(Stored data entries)
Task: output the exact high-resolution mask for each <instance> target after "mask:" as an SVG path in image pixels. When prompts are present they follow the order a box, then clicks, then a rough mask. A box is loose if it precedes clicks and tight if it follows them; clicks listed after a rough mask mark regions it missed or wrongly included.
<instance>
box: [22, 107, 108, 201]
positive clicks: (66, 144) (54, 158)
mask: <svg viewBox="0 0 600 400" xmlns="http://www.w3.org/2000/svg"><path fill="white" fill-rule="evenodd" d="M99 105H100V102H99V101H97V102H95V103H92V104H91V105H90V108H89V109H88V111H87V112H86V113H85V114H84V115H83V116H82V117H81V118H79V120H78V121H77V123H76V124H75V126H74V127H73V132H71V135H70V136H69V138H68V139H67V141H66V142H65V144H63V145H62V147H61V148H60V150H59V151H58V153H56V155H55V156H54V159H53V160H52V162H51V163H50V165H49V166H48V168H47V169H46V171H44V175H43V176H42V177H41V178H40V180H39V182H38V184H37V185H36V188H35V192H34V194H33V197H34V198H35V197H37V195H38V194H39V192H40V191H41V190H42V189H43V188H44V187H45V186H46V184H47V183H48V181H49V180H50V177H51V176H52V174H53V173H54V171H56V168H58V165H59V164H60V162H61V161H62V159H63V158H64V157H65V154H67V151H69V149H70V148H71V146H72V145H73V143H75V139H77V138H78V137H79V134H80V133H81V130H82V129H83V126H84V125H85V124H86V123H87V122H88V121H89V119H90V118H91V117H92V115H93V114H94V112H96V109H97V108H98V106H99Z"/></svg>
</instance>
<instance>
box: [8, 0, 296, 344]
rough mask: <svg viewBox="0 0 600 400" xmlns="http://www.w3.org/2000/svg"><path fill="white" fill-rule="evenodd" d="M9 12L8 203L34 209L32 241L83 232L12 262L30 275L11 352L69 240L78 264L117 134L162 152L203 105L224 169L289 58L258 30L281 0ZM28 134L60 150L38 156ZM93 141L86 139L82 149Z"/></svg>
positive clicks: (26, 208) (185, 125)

_Problem_
Recast the listing as a numbered list, with one line per item and blank lines left out. Begin at the first line of the listing and stop after the line that contains "positive clicks: (66, 144) (54, 158)".

_Reply to the task_
1. Task: output the exact high-resolution mask for each <instance> target after "mask:" as an SVG path in image pixels. When prompts are present they follow the order a box, then clicks, then a rough mask. A box is loose if it precedes clicks and tight if it follows them; clicks listed after a rough mask mark regions it missed or wrongly included.
2. <instance>
3. box: [22, 107, 108, 201]
4. positive clicks: (66, 144) (54, 158)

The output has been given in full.